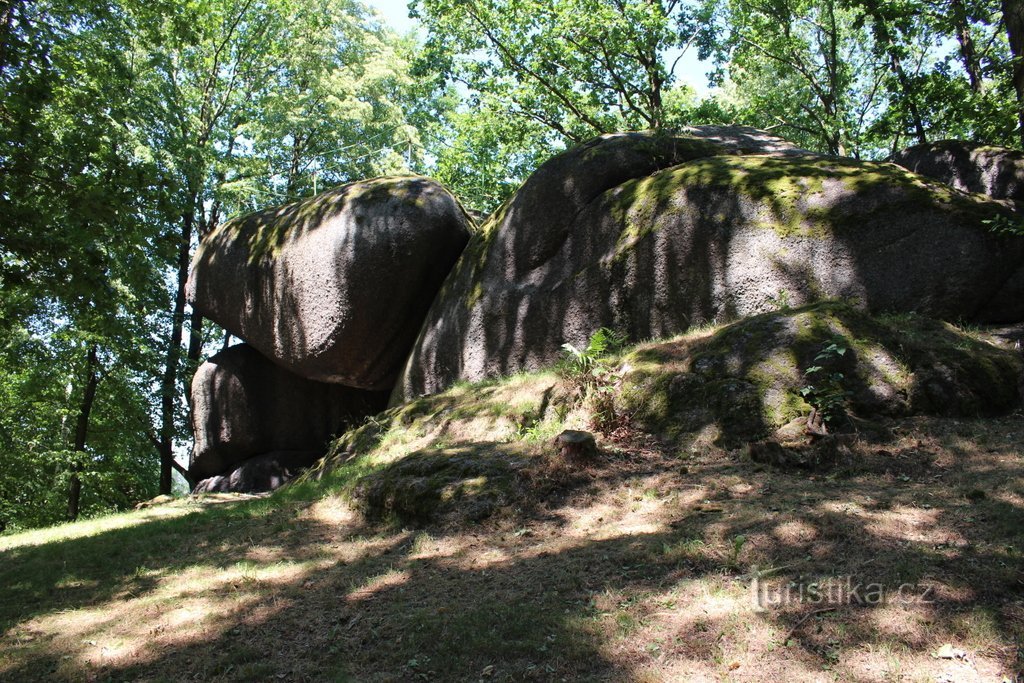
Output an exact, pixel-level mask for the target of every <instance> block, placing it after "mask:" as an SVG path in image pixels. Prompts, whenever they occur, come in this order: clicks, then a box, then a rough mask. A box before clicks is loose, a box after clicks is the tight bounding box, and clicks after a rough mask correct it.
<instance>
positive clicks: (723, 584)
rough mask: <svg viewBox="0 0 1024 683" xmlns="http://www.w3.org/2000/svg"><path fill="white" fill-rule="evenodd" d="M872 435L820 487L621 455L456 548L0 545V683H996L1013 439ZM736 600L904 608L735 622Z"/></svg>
mask: <svg viewBox="0 0 1024 683" xmlns="http://www.w3.org/2000/svg"><path fill="white" fill-rule="evenodd" d="M892 427H893V432H894V433H893V436H892V438H891V439H888V440H887V441H886V442H868V441H862V442H859V443H858V444H857V445H856V449H857V450H858V453H859V455H860V456H861V457H862V458H863V459H864V460H865V462H866V461H868V460H869V461H870V462H871V463H872V466H871V467H870V468H868V471H864V472H860V473H857V472H854V473H852V474H849V475H844V476H828V475H826V474H822V473H818V474H808V473H794V472H783V471H776V470H771V469H766V468H761V467H759V466H756V465H754V464H752V463H750V462H749V461H748V460H746V459H745V458H744V455H743V453H742V452H741V451H736V452H731V453H730V452H724V451H718V450H716V449H715V447H714V446H711V445H708V446H707V447H702V449H700V450H699V451H694V452H688V453H686V454H682V456H681V455H680V454H675V453H666V452H664V451H663V450H662V447H660V446H659V444H658V443H656V442H655V441H653V440H652V439H650V438H647V437H644V436H643V435H637V434H631V433H629V432H625V431H624V432H621V433H618V434H617V435H616V439H614V440H611V439H605V440H604V442H603V446H604V454H605V455H604V456H603V457H602V459H601V461H600V462H598V463H597V464H595V465H594V466H593V467H590V468H588V469H585V470H581V471H572V472H565V471H564V470H563V469H559V468H560V467H561V466H548V467H542V466H539V467H538V468H537V469H536V471H535V474H534V477H532V479H530V481H532V482H534V484H535V488H534V489H530V490H529V492H525V493H524V497H523V501H527V502H528V503H529V505H523V506H522V507H520V508H519V509H509V510H504V511H502V512H501V513H500V514H498V515H496V516H495V517H492V518H490V519H489V520H487V521H485V522H482V523H477V524H462V525H459V526H440V525H435V526H427V527H425V528H421V529H395V528H389V527H384V526H373V525H369V524H368V523H367V522H365V521H364V520H362V519H361V518H360V517H359V516H358V515H357V514H355V513H354V512H353V511H352V510H351V509H350V507H349V506H348V504H347V503H346V502H345V500H344V499H343V498H342V497H340V496H338V495H337V494H326V495H324V494H321V495H319V496H310V495H309V490H310V488H309V487H308V486H307V487H306V488H305V489H304V490H305V495H306V496H305V497H306V498H308V499H309V500H301V499H300V498H298V497H297V496H296V495H294V494H293V495H289V494H288V493H287V492H285V493H283V494H279V495H275V496H273V497H271V498H269V499H264V500H255V501H233V502H226V503H225V502H223V499H221V502H220V504H219V505H209V504H204V505H197V504H193V505H185V504H180V503H179V504H175V505H172V506H169V507H157V508H153V509H150V510H144V511H139V512H137V513H133V514H130V515H122V516H119V517H116V518H108V519H105V520H102V521H100V522H90V523H83V524H79V525H69V526H63V527H59V528H58V529H54V530H44V531H36V532H32V533H24V535H19V536H8V537H4V538H3V539H0V581H2V586H3V600H2V601H0V602H2V605H0V634H2V635H0V679H3V680H11V681H31V680H47V681H52V680H76V681H77V680H132V681H163V680H172V681H177V680H224V681H228V680H238V681H249V680H290V681H307V680H315V681H319V680H353V681H409V680H486V681H490V680H495V681H501V680H508V681H513V680H515V681H518V680H638V681H662V680H716V681H718V680H735V681H743V680H758V681H764V680H801V681H818V680H820V681H826V680H843V681H890V680H892V681H896V680H905V681H916V680H922V681H936V680H940V681H941V680H949V681H992V680H1001V679H1002V678H1009V679H1011V680H1013V678H1014V677H1015V676H1017V675H1019V674H1020V673H1021V669H1022V666H1024V661H1022V654H1021V650H1020V643H1021V638H1022V635H1024V583H1022V575H1024V574H1022V571H1021V568H1022V564H1021V556H1020V554H1021V551H1022V549H1024V476H1022V474H1024V459H1022V453H1024V416H1022V415H1020V414H1018V415H1015V416H1011V417H1008V418H1004V419H996V420H978V421H971V420H938V419H912V420H906V421H903V422H900V423H895V424H893V425H892ZM545 451H546V449H545V446H544V445H543V444H541V443H539V444H538V446H537V453H536V455H537V456H538V457H539V458H542V459H543V458H545V457H546V455H545ZM880 463H881V465H880ZM923 463H924V465H923ZM755 574H758V575H760V577H761V579H760V586H761V594H762V596H769V597H771V596H774V595H778V594H780V593H781V592H784V591H785V590H786V589H788V591H790V594H791V596H793V595H798V591H799V589H800V587H801V586H803V587H804V589H805V590H808V587H809V586H811V585H812V584H816V585H817V586H818V587H819V589H821V590H824V589H825V588H827V587H835V586H837V585H840V584H843V583H844V582H846V580H847V578H848V577H849V578H851V582H853V583H861V584H864V585H868V584H879V585H881V586H883V587H885V588H886V589H894V588H895V587H897V586H900V585H904V584H905V585H908V586H910V587H912V589H910V590H909V591H908V592H907V593H906V595H905V597H906V598H907V599H906V600H895V599H890V600H889V601H887V602H886V603H884V604H872V603H871V601H870V600H869V599H866V598H865V597H864V596H863V595H861V601H860V602H859V603H857V602H856V601H854V600H850V599H847V598H846V597H843V596H840V598H839V599H837V600H834V601H831V602H829V601H814V600H813V599H812V597H813V596H810V595H808V594H805V598H806V599H805V600H804V601H803V602H800V601H799V600H793V601H792V602H790V603H787V604H781V605H768V606H767V607H766V608H759V605H758V602H757V600H756V599H755V590H754V588H752V578H753V577H754V575H755ZM926 590H927V591H928V593H927V599H921V598H922V596H923V595H925V591H926ZM947 645H948V646H949V647H945V648H944V646H947Z"/></svg>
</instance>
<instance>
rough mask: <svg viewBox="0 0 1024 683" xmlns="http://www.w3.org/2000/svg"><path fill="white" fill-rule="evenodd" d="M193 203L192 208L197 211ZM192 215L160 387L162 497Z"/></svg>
mask: <svg viewBox="0 0 1024 683" xmlns="http://www.w3.org/2000/svg"><path fill="white" fill-rule="evenodd" d="M195 205H196V203H195V201H193V202H191V203H190V204H189V207H195ZM194 222H195V217H194V216H193V214H191V212H189V213H186V214H184V215H183V216H182V217H181V233H180V236H179V237H178V240H179V241H178V280H177V291H176V292H175V294H174V312H173V314H172V315H171V339H170V342H169V344H168V346H167V356H166V365H165V366H164V377H163V380H162V381H161V386H160V493H161V494H162V495H168V494H170V493H171V481H172V478H171V472H172V470H173V468H174V417H175V411H174V404H175V398H177V379H178V365H179V362H180V359H181V338H182V335H183V329H184V321H185V281H187V279H188V256H189V252H190V246H191V234H193V223H194Z"/></svg>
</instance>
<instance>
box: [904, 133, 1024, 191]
mask: <svg viewBox="0 0 1024 683" xmlns="http://www.w3.org/2000/svg"><path fill="white" fill-rule="evenodd" d="M893 161H894V162H895V163H897V164H899V165H900V166H902V167H904V168H907V169H909V170H911V171H913V172H914V173H920V174H921V175H927V176H928V177H930V178H935V179H936V180H941V181H942V182H944V183H946V184H948V185H951V186H953V187H955V188H956V189H961V190H964V191H966V193H981V194H983V195H988V196H989V197H991V198H994V199H999V200H1002V199H1006V200H1015V201H1018V202H1021V201H1024V153H1020V152H1017V151H1016V150H1008V148H1006V147H995V146H989V145H984V144H976V143H974V142H965V141H963V140H941V141H939V142H927V143H925V144H915V145H913V146H912V147H907V148H906V150H903V151H902V152H900V153H898V154H897V155H896V157H895V158H894V159H893Z"/></svg>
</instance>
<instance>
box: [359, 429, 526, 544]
mask: <svg viewBox="0 0 1024 683" xmlns="http://www.w3.org/2000/svg"><path fill="white" fill-rule="evenodd" d="M525 462H526V461H525V460H524V459H522V458H521V457H519V456H517V455H515V454H514V453H512V452H511V450H509V449H505V450H503V447H502V445H501V444H486V445H483V444H479V445H476V446H473V445H464V446H459V447H452V449H443V450H430V451H424V452H419V453H414V454H412V455H410V456H407V457H406V458H403V459H401V460H399V461H397V462H395V463H393V464H391V465H388V466H387V467H384V468H382V469H380V470H378V471H376V472H373V473H371V474H368V475H366V476H364V477H362V478H361V479H360V480H359V481H358V483H357V485H356V486H355V487H354V490H353V500H354V501H355V503H356V506H357V507H358V508H359V509H360V510H361V511H362V513H364V514H365V515H366V516H367V517H368V518H369V519H371V520H375V521H388V520H392V521H396V522H399V523H401V524H407V525H421V524H425V523H428V522H433V521H438V520H443V519H444V518H446V517H457V518H458V519H459V520H469V521H472V520H478V519H483V518H485V517H487V516H489V515H492V514H493V513H494V512H495V511H497V510H498V509H499V508H501V507H502V506H504V505H507V504H509V503H511V502H512V501H513V500H514V499H515V497H516V496H517V493H518V490H519V489H520V488H521V487H522V482H521V479H520V478H521V476H522V470H523V469H524V467H525Z"/></svg>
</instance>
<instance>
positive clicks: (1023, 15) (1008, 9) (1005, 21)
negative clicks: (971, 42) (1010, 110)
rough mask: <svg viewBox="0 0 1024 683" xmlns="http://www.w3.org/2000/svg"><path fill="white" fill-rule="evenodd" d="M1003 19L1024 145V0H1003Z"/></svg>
mask: <svg viewBox="0 0 1024 683" xmlns="http://www.w3.org/2000/svg"><path fill="white" fill-rule="evenodd" d="M1002 20H1004V23H1006V25H1007V38H1009V39H1010V51H1011V52H1012V53H1013V56H1014V61H1013V65H1014V70H1013V81H1014V89H1015V90H1016V91H1017V120H1018V122H1019V124H1020V130H1019V133H1020V136H1021V144H1022V145H1024V0H1002Z"/></svg>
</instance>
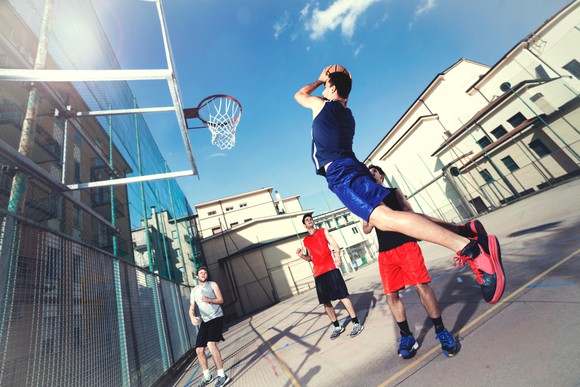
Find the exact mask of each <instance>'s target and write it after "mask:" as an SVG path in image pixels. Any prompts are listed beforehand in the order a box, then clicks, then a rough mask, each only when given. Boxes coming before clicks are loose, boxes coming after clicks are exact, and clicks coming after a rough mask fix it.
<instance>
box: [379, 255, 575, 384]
mask: <svg viewBox="0 0 580 387" xmlns="http://www.w3.org/2000/svg"><path fill="white" fill-rule="evenodd" d="M579 252H580V249H577V250H576V251H574V252H573V253H571V254H570V255H568V256H567V257H566V258H563V259H562V260H561V261H560V262H558V263H556V264H554V266H552V267H550V268H549V269H547V270H546V271H544V272H543V273H541V274H538V275H537V276H536V277H535V278H533V279H532V280H530V281H529V282H528V283H526V284H525V285H523V286H521V287H520V288H519V289H518V290H516V291H515V292H513V293H512V294H510V295H509V296H508V297H506V298H504V299H503V300H502V301H500V302H498V303H497V304H495V305H494V306H493V307H492V308H490V309H489V310H488V311H487V312H485V313H483V314H482V315H481V316H479V317H478V318H476V319H475V320H473V321H471V322H470V323H469V324H467V325H466V326H464V327H463V328H461V330H460V331H459V332H458V333H457V334H458V335H460V334H461V333H463V332H464V331H466V330H468V329H469V328H471V327H472V326H473V325H475V324H477V323H478V322H479V321H480V320H481V319H483V318H484V317H485V316H487V315H488V314H490V313H492V312H494V311H495V310H496V309H497V308H499V307H500V306H502V305H503V304H504V303H506V302H507V301H509V300H511V299H512V298H514V297H515V296H516V295H518V294H519V293H521V292H523V291H524V289H526V288H527V287H528V286H530V285H532V284H533V283H534V282H536V281H538V280H539V279H540V278H542V277H544V276H546V275H547V274H549V273H551V272H552V271H554V270H555V269H556V268H558V267H559V266H561V265H563V264H564V263H566V262H568V261H569V260H570V259H572V257H574V256H575V255H577V254H578V253H579ZM437 350H440V347H433V348H432V349H431V350H430V351H428V352H427V353H425V354H424V355H422V356H421V357H419V358H417V359H416V360H415V361H413V362H412V363H411V364H409V365H408V366H406V367H405V368H403V369H402V370H400V371H399V372H397V373H396V374H394V375H393V376H391V377H390V378H388V379H387V380H385V381H384V382H383V383H381V384H379V386H380V387H385V386H388V385H389V383H392V382H394V381H395V380H396V379H398V378H400V377H401V376H402V375H403V374H405V373H406V372H408V371H410V370H411V369H412V368H414V367H416V366H417V365H419V363H420V362H421V361H423V360H424V359H425V358H427V357H429V356H431V355H432V354H433V353H434V352H435V351H437Z"/></svg>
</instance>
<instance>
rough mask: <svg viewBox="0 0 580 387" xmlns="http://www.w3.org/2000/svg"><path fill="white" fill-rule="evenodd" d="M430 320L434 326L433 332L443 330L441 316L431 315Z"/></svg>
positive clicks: (441, 319)
mask: <svg viewBox="0 0 580 387" xmlns="http://www.w3.org/2000/svg"><path fill="white" fill-rule="evenodd" d="M431 321H432V322H433V326H434V327H435V333H441V332H443V331H444V330H445V325H443V319H442V318H441V316H439V317H436V318H433V317H431Z"/></svg>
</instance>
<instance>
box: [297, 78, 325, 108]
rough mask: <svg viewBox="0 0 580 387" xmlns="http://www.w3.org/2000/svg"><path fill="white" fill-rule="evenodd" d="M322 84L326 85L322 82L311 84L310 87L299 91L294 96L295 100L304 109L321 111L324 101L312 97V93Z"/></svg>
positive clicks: (306, 86)
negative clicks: (305, 108) (307, 108)
mask: <svg viewBox="0 0 580 387" xmlns="http://www.w3.org/2000/svg"><path fill="white" fill-rule="evenodd" d="M322 84H324V82H322V81H321V80H317V81H316V82H312V83H309V84H308V85H306V86H304V87H302V88H301V89H300V90H298V91H297V92H296V94H294V99H295V100H296V102H298V103H299V104H300V105H301V106H302V107H305V108H308V109H311V110H320V108H321V107H322V105H323V104H324V100H323V99H322V98H321V97H318V96H314V95H312V93H313V92H314V90H316V89H317V88H318V86H320V85H322Z"/></svg>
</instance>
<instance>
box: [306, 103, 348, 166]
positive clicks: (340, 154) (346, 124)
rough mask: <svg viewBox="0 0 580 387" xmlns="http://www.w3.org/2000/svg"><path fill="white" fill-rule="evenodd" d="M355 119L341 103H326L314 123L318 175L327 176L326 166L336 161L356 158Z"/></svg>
mask: <svg viewBox="0 0 580 387" xmlns="http://www.w3.org/2000/svg"><path fill="white" fill-rule="evenodd" d="M354 127H355V122H354V117H353V116H352V112H351V111H350V109H349V108H347V107H346V106H344V105H343V104H342V102H340V101H328V100H327V101H325V102H324V106H323V107H322V110H321V111H320V113H318V115H317V116H316V117H315V118H314V120H313V121H312V160H313V161H314V166H315V168H316V173H317V174H319V175H323V176H325V175H326V172H325V171H324V166H325V165H326V164H328V163H330V162H332V161H334V160H339V159H344V158H347V157H351V158H356V157H355V155H354V152H353V151H352V141H353V138H354Z"/></svg>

* * * * * * * * *

### 求められる作業:
データの冒頭から「435L820 487L621 455L456」を含む行までを、両端の行も含めて一字一句そのまま書き写してください。画像は回答に含めないでください。

### 課題への回答:
Output an exact, pixel-level mask for the target of every <instance> block, placing it after "mask:" as an SVG path in image pixels. Prompts, whenever they occur, come in this order: clicks, then a box, then a rough mask. A box before clicks is loose, a box after clicks is the tight bounding box, and clicks after a rough mask correct it.
<instance>
positive clicks: (723, 584)
rough mask: <svg viewBox="0 0 1024 683" xmlns="http://www.w3.org/2000/svg"><path fill="white" fill-rule="evenodd" d="M872 435L820 487L621 455L456 548L0 545V683H996L1013 439ZM736 600L904 608L735 622Z"/></svg>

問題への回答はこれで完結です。